-- begin --

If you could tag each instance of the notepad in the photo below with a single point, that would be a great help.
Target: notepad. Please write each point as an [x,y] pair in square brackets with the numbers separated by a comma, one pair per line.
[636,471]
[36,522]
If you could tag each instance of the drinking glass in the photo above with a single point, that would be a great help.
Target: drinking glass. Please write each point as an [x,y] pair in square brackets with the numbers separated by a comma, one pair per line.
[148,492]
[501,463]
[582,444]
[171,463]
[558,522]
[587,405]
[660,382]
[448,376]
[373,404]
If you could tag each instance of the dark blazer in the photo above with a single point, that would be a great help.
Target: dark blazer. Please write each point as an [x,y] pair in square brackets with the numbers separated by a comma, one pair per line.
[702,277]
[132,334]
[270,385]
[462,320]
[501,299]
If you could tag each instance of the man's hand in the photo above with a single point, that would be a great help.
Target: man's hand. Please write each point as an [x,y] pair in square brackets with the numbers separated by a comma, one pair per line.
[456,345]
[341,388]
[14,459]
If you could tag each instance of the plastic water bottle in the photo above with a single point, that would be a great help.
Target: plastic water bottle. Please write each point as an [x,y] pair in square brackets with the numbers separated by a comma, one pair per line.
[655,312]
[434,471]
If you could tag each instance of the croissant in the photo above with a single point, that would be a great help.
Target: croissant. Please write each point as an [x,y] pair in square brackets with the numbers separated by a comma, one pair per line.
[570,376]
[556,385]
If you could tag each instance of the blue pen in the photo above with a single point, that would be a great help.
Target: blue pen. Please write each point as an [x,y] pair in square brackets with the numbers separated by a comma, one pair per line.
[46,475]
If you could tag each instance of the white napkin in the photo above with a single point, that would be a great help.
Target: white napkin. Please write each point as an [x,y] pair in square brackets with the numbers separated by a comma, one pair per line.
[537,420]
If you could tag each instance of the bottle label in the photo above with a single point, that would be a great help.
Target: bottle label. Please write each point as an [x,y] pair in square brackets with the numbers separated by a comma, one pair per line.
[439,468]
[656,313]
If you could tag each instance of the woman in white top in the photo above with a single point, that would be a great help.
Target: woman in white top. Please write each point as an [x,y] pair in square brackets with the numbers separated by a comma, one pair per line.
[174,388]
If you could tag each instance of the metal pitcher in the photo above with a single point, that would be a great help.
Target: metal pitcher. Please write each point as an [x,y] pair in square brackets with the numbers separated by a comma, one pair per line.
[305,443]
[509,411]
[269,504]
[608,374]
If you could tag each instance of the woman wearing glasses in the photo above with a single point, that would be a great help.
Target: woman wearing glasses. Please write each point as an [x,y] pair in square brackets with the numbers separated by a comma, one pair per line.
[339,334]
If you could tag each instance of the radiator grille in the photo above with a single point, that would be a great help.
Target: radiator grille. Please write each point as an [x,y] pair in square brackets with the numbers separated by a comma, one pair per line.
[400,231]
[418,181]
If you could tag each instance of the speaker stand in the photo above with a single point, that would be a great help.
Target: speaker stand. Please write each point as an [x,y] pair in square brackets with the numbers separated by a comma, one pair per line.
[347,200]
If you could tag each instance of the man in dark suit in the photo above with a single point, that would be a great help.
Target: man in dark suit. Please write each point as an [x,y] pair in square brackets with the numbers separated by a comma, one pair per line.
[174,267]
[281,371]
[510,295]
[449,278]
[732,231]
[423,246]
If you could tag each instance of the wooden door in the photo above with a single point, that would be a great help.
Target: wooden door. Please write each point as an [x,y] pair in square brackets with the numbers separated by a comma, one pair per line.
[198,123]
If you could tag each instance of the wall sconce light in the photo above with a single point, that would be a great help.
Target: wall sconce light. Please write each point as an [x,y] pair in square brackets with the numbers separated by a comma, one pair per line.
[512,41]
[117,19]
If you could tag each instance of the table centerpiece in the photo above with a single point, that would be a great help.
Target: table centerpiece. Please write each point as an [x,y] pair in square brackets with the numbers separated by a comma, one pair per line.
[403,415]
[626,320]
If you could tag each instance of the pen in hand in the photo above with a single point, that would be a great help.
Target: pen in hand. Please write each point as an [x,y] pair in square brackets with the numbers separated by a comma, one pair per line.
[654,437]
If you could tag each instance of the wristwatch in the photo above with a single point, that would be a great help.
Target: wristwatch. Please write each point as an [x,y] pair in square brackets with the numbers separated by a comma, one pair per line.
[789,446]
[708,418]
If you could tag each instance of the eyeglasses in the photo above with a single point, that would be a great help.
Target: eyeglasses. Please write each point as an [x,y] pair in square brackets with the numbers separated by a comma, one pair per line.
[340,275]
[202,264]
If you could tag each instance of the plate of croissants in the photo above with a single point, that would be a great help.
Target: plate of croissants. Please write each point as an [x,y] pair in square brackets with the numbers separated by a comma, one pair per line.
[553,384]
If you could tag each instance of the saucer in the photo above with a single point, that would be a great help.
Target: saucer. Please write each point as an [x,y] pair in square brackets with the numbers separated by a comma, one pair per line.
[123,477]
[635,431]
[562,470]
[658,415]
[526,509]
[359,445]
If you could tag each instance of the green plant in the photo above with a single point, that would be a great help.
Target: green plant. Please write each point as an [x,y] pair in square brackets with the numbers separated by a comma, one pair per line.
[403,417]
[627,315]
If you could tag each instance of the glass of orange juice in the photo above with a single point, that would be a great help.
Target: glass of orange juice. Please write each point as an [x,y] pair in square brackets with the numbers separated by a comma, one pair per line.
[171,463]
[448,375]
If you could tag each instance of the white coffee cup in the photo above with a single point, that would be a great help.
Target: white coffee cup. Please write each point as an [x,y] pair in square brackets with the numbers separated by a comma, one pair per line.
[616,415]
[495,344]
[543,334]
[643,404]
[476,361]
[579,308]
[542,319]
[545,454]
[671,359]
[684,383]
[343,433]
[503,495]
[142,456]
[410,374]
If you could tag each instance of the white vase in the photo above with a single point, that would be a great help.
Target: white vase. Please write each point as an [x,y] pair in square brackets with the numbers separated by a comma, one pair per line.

-- end --

◆ Challenge ◆
Copy out the listing above line for line, changing nothing.

◆ Output for this exercise ◆
If you could tag each instance of the notepad in the photo below with a single point, that would be a great help.
Target: notepad. Please write each point as an [x,y] pair in square brackets with the numbers separated by a comma, one pair per line.
[636,471]
[36,522]
If you could tag each instance of the drinking glass in the photo above with a single point, that would be a great help.
Target: drinking glass. Please write each point as an [x,y] pair in square brackets with the numbers separated by a comma, one pair per line.
[148,492]
[501,463]
[582,444]
[171,463]
[558,522]
[587,405]
[660,382]
[448,376]
[373,404]
If you could tag each instance of the dark blazer in the photo above with a single point, that would be a great help.
Target: dark blazer. Please write each point as an [x,y] pair in square brackets with the numbers separated by a comma, one pair per line.
[702,277]
[132,334]
[270,385]
[462,320]
[501,299]
If you could tag each instance of the man's hand in the photo above with a single point, that would be a great help.
Target: man's hand. Please write each point as an [x,y] pair in square brackets with the numbers separated by a comma, one pair per line.
[456,345]
[341,388]
[14,459]
If you could tag each instance of the plastic water bottle in the photo above with a single point, that would be a great help.
Target: plastic water bottle. Please write each point as an [x,y] pair in square brackets with the numbers separated by a comma, one pair per line.
[655,312]
[434,471]
If you could tag each instance of the croissant in the photo above with a single point, that would be a great help.
Target: croissant. Please write each point as an [x,y] pair in square brackets with the numbers separated by a comma, one pair per line.
[570,376]
[556,385]
If you could tag each instance of the blue pen in the photo above with a single point, that would be a great help.
Target: blue pen. Please write each point as an [x,y] pair in square brackets with the numbers separated by a comma, one pair per line.
[46,475]
If you could tag each instance of the white napkin in the photo above with a single point, that would be a great help.
Target: white napkin. Please write each point as an [x,y] pair in square brackets with the numbers separated by a comma, one pair per line.
[537,420]
If you could tag each instance of the bottle label in the photo above with a single point, that would be a great help.
Target: bottle label. Please write each point as an [x,y] pair in square brackets with the numbers separated by a comma, one pair per line.
[439,468]
[656,313]
If you could tag each instance of the woman in white top in the photo above with a single point, that would be a great help.
Target: woman in white top. Please write each point as an [x,y] pair in square brackets with the numbers separated by a comma, one pair per line.
[174,388]
If you could tag each instance of the metal pitcher in the photo above with a single point, that would be a great help.
Target: metal pitcher. Please write each point as an [x,y] pair in square brackets with the numbers separated by a comma, one pair per line.
[305,443]
[509,411]
[269,504]
[608,374]
If you could tag each instance of the woman wearing glasses in the photo above with a single point, that would be a great help.
Target: woman wearing glasses. Please write each point as an [x,y] pair in square brackets with the numbers separated by a comma, one pair per line.
[339,334]
If you could tag each instance of the radiator grille in the photo above with a single point, that would be a great help.
Target: radiator grille. Please write each point as an [x,y] pair in square brackets with the numbers separated by a comma, one pair per line.
[400,231]
[418,181]
If you could tag each instance of the speaker stand in the photo above with a single point, that would be a great help.
Target: speaker stand. Please write each point as an [x,y] pair in square brackets with the numbers separated by a comma, one pair per line.
[347,200]
If you could tag each instance of the man in dark suit in the photo above with a single point, that would be a great help.
Target: man in dark suit. Please write each point as an [x,y] pair in square brackets with the numbers separated by a comma, one pair per line.
[174,267]
[281,371]
[510,295]
[449,278]
[732,231]
[423,246]
If you could tag each instance of the wooden door in the photo above with a single point, that would be a great help.
Target: wooden door. Please write each point as an [x,y] pair in square brackets with the numbers separated by a comma, one pair per line.
[198,123]
If you could tag each instance of the wall sconce light in the photo above with a single point, that would be a great help.
Target: wall sconce light. Please write each point as an [x,y] pair in square brackets with the numbers separated by a comma, one pair per line.
[512,41]
[117,19]
If you could tag each instance of the table centerpiece in the photo above with a single point, that would be a great help.
Target: table centerpiece. Please write each point as an [x,y] pair in square brackets with the numbers separated by a comma, one pair per line.
[403,415]
[626,320]
If you could tag each instance of the pen in hand in the photo above with a single point, that would be a great help.
Target: pen in hand. Please write each point as an [x,y] pair in square brackets with the numbers separated by a comma, one pair per line.
[654,437]
If you could tag each instance of the wristwatch in the photo above with a single point, that would be a great help.
Target: wristwatch. Please write each point as an [x,y] pair in square brackets with the numbers separated by a comma, one pair per line.
[789,446]
[708,418]
If you could tag each instance of the eyeglasses in the photo above with a single point, that would be a great help.
Target: eyeglasses. Please write each point as an [x,y] pair in square brackets with the numbers separated by a comma, one pair per line.
[340,275]
[202,264]
If you could tag each instance of the plate of croissants in the photo above with a single point, that would be a great help.
Target: plate of croissants. Please write each point as an [x,y] pair in square brackets with the numbers separated by a comma, one pair per line.
[553,384]
If you could tag each instance of the saucer in the photo above with a single point, that would be a great help.
Target: saucer. Please write each point as an [x,y] pair in square brackets with the numbers separated by a comma, one pair per line.
[123,477]
[635,431]
[562,470]
[658,415]
[526,509]
[359,445]
If you could tag each instance of the green plant in the photo above with a single point, that would be a great help.
Target: green plant. Please write each point as an [x,y] pair in square brackets with the numbers separated by a comma, one pair per line.
[403,417]
[627,315]
If you could tag each instance of the glass of orange juice in the photo above with a single point, that would be a great help.
Target: glass of orange juice. Please write each point as an [x,y] pair in square brackets with the numbers separated by a comma, one pair per line.
[171,463]
[448,375]
If you could tag each instance of the white coffee cup in the photo above with a single point, that would be a great help.
Target: white coffee cup. Please write each point as an [x,y] pair in square brackets with the numbers separated by a comma, one pair per line.
[616,415]
[495,344]
[543,334]
[643,404]
[476,361]
[579,308]
[542,319]
[545,454]
[671,359]
[684,383]
[343,433]
[503,495]
[142,456]
[410,374]
If you could tag each instance of the white vase in the photo above with a single point, that would be a great help.
Target: white vase. Please write each point as an [x,y] pair in square brackets with the numbers separated by a comma, one pair per line.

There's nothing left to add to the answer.